Source records ::

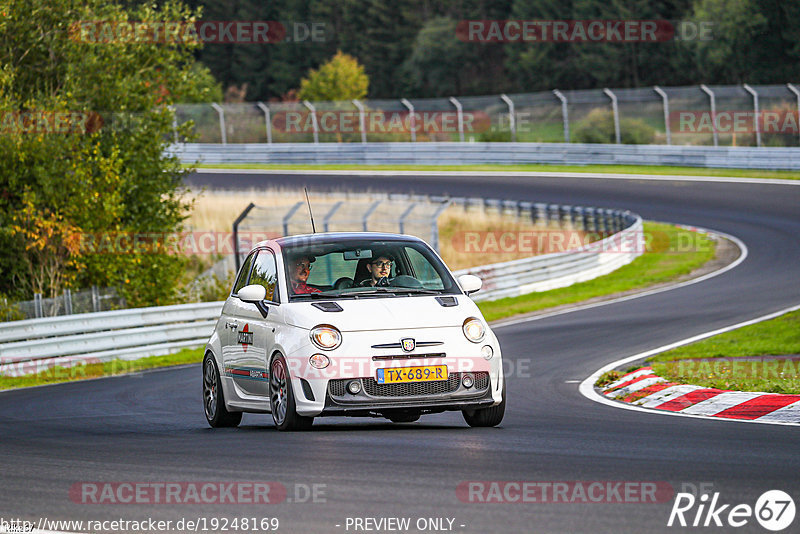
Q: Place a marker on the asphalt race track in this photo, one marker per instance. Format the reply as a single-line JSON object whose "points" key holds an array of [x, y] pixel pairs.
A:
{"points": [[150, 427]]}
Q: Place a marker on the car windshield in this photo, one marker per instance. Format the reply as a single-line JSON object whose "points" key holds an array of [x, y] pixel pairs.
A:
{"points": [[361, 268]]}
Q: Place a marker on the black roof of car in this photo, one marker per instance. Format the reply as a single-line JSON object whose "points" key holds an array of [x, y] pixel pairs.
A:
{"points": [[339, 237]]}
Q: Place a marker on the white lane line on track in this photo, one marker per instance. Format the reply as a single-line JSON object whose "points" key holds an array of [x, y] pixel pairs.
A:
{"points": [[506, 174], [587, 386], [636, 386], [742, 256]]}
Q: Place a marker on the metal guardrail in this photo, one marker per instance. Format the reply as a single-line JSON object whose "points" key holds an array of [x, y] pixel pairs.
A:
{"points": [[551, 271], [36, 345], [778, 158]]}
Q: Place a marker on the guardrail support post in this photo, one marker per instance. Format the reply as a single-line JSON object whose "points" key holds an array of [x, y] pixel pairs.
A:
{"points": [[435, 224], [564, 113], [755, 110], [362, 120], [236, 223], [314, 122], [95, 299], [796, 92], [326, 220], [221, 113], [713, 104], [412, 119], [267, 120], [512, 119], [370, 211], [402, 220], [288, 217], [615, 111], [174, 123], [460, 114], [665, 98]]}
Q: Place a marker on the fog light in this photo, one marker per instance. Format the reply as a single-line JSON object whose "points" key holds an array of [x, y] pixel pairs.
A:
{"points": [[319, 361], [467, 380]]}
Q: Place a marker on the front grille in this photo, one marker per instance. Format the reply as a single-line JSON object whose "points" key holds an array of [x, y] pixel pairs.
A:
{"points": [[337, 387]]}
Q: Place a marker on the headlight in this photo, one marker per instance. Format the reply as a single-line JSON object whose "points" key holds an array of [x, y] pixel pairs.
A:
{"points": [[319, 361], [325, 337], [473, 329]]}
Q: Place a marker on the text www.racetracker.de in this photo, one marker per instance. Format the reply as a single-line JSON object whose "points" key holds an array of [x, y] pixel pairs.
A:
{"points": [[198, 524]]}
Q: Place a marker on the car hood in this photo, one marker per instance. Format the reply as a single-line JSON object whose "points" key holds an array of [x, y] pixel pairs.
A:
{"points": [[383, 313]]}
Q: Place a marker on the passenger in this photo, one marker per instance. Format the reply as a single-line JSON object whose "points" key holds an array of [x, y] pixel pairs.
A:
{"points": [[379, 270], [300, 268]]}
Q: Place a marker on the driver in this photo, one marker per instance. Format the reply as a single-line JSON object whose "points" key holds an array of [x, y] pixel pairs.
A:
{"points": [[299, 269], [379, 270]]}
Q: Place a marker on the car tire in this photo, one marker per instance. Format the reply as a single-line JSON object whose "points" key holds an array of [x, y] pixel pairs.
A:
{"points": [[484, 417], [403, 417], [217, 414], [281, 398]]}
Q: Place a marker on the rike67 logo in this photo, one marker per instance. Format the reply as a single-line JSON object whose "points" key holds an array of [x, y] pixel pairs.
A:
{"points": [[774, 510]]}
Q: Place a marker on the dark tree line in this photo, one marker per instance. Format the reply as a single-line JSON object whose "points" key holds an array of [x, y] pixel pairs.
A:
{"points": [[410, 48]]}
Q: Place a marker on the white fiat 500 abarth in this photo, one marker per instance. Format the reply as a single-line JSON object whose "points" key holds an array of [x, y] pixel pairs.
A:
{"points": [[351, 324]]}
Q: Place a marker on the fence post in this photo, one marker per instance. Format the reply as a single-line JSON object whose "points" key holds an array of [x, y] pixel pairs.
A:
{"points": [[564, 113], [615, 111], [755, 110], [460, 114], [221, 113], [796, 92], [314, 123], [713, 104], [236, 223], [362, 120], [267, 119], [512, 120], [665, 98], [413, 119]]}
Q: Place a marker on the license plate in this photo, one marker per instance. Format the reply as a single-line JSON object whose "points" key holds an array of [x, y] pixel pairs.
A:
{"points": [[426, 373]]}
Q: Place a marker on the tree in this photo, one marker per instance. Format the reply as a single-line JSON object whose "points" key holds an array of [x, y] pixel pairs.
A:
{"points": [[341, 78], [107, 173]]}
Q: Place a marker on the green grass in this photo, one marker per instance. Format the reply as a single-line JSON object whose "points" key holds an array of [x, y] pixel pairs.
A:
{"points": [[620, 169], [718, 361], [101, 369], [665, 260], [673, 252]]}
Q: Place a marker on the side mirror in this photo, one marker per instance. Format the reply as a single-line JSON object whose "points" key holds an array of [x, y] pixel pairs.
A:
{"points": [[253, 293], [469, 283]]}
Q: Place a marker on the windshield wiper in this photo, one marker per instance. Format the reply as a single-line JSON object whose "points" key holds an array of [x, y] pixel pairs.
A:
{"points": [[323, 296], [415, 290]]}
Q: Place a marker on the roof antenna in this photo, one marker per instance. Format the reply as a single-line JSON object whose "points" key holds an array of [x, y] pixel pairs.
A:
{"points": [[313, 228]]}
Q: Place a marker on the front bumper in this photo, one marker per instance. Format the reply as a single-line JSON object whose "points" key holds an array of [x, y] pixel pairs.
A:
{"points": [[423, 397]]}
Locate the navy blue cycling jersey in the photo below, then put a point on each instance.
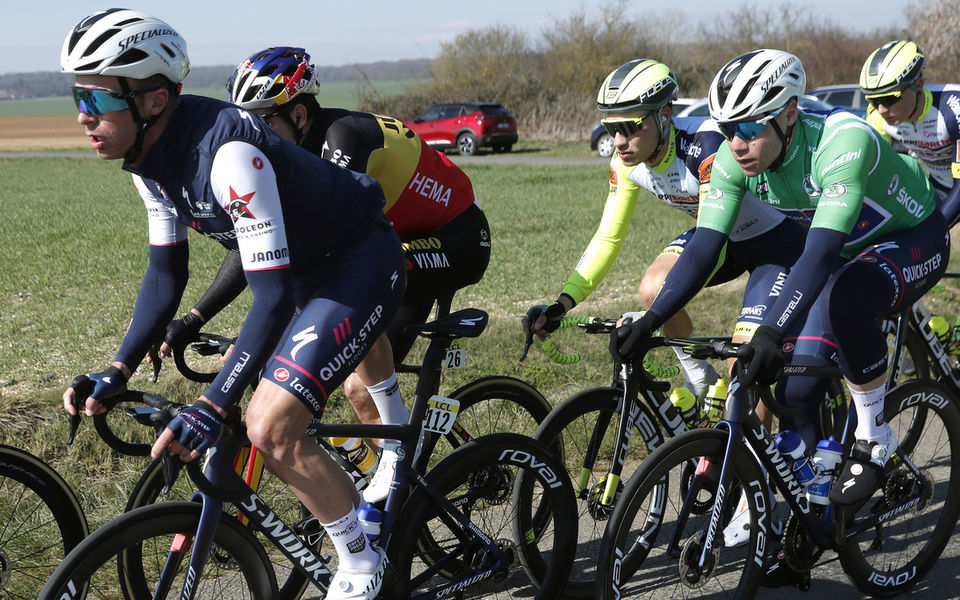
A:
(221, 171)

Your objective :: Output all of the data exactly as it stands, minus any images.

Exercise result ::
Q: Place a marker on the asphalt race track in this photo, one marker per instance. Format the reply as a single-line JSON object whose "points" key holds an array of [x, y] pixel pairs.
A:
{"points": [[150, 427]]}
Q: Place a marker on the car windshield in this photo, one marker per instance. Format the reply as a single-line JSON object whose "points" key holds an array of [x, y] pixel pairs.
A:
{"points": [[361, 268]]}
Q: Place a marker on the black roof of car in this photo, one marker per instance. Format the reply as a single-line JSON object whose "points" key holds an array of [x, y] pixel pairs.
A:
{"points": [[339, 237]]}
Q: Place a marker on the white lane line on track in this photo, one marker per instance. Format the reply as a single-line JSON object whose "points" key holds an array of [x, y] pixel pairs.
A:
{"points": [[506, 174], [587, 386], [636, 386], [742, 256]]}
Q: Place a marker on the metal guardrail in this photo, one marker per instance. Format the reply as a single-line JSON object whose "points" key holds an array of [x, y] pixel pairs.
A:
{"points": [[551, 271], [36, 345], [778, 158]]}
Q: Place a marker on the guardrail support post in this photo, one marker per instance. Format the reply as a single-line JSON object whose "points" key holds an array of [x, y] pixel pairs.
A:
{"points": [[435, 224], [564, 113], [755, 110], [362, 120], [236, 223], [314, 122], [95, 299], [796, 92], [326, 220], [221, 113], [713, 104], [412, 119], [267, 120], [512, 119], [370, 211], [402, 220], [288, 217], [615, 111], [174, 123], [460, 114], [665, 98]]}
Q: Place a marker on the fog light in this photo, one marker per instance. Format the reply as a single-line JSON object whose "points" key holds an array of [x, y] pixel pairs.
A:
{"points": [[319, 361], [467, 380]]}
Q: Place a marker on the front grille in this photo, one marker per instance. Format the reply as a single-line JSON object whose "points" key holds an array of [x, y] pixel pairs.
A:
{"points": [[337, 387]]}
Q: Place a marker on the headlight in this photo, one marker per instance. Format the reply as a single-line JSON object whose "points" key holds an array of [x, y] pixel pairs.
A:
{"points": [[319, 361], [325, 337], [473, 329]]}
Q: Place a marker on the text www.racetracker.de in this photo, one marker per instance. Format the reply as a single-line JSON object whose "points" key holds an array of [x, y] pixel pairs.
A:
{"points": [[198, 524]]}
Q: Place a marker on the car hood in this photo, one marker per instance. Format the reply as a single-line JSON object whose "points" key holds an array of [x, y] pixel pairs.
A:
{"points": [[383, 313]]}
Q: Place a marker on the passenger in this photo, one marker per instance. Format the reply as a single-line JSON object whose "points" key holds an array of [x, y] pixel pairs.
A:
{"points": [[379, 270], [300, 268]]}
Q: Place a marker on the driver in this photo, one marker per instance. Format the reply as a single-line JSON object whose "points" key holds an array of [x, y] pixel pairs.
A:
{"points": [[299, 269], [379, 270]]}
Q: Place a marker on the car tire in this photo, one marker per instance. Format the reply as a single-line JSON object whose "points" key holds an array of [x, y] pixel pairs.
A:
{"points": [[484, 417], [403, 417], [217, 414], [281, 398]]}
Q: Place a marker on the rike67 logo in this photo, one marker per instance. Format the reply as a single-line JSON object whose "points" key holds an array of [x, y] pixel pairs.
A:
{"points": [[774, 510]]}
Q: Place a marker on the dark tree line in this photo, one marker per instance. Format the reply as a single-line JSON object whose "points" key holds an array of [x, y] pixel pairs.
A:
{"points": [[410, 48]]}
Q: Place a marker on the white fiat 500 abarth in this photo, one marker per instance. Format the reply as a single-line JSON object whose "points" key holds an array of [x, y] pixel pairs.
A:
{"points": [[351, 324]]}
Q: Place a marker on the fence post in this photo, one marker per instance. Format the reply as a single-line JSON object whose "points" key holds an array of [x, y] pixel pairs.
A:
{"points": [[564, 113], [615, 111], [755, 110], [460, 114], [221, 113], [796, 92], [314, 123], [713, 104], [236, 223], [362, 120], [267, 119], [512, 120], [665, 98], [413, 119]]}
Q: Place a marker on the license plate in this photo, one marker per instance. Format the reply as a single-line JSON object whose "points" key holds an array of [x, y] pixel pairs.
A:
{"points": [[426, 373]]}
Q: Place a marker on the tree in this photo, one marker per instance. Format the reply as a single-line JSON object whose "points" key holds an array of [x, y] pixel pairs.
A:
{"points": [[341, 78], [107, 173]]}
Q: Place a marker on the green grass in this photo, one marker per instance. Format the reply as a single-line JSON object whose "points" key holds an array of [x, y] pixel pairs.
A:
{"points": [[620, 169], [718, 361], [101, 369], [665, 260], [673, 252]]}
Q: Place a marker on the side mirror in this photo, one marker per instance. Format the reply as a single-line JSON object whose "points" key holds an array of [x, y] pixel pairs.
A:
{"points": [[253, 293], [469, 283]]}
Q: Place a marker on the windshield wiper in this photo, one marker per instance. Format the reply as a single-line JSON object whose "points" key holds an array of [x, y] pixel pairs.
A:
{"points": [[323, 296], [415, 290]]}
Q: Place a marker on the roof antenna in this photo, one marker per instance. Format the reply as a single-line JSON object whose "points" key holds an array of [x, y] pixel pairs.
A:
{"points": [[313, 228]]}
Q: Place a marker on the front bumper in this photo, one marker per instance. Format the reply as a single-line JSON object whose "points" key holds an array of [x, y] pixel pairs.
A:
{"points": [[423, 397]]}
Locate the navy blue cycling jersey in the photo below, then put a point on each instance.
A:
(221, 171)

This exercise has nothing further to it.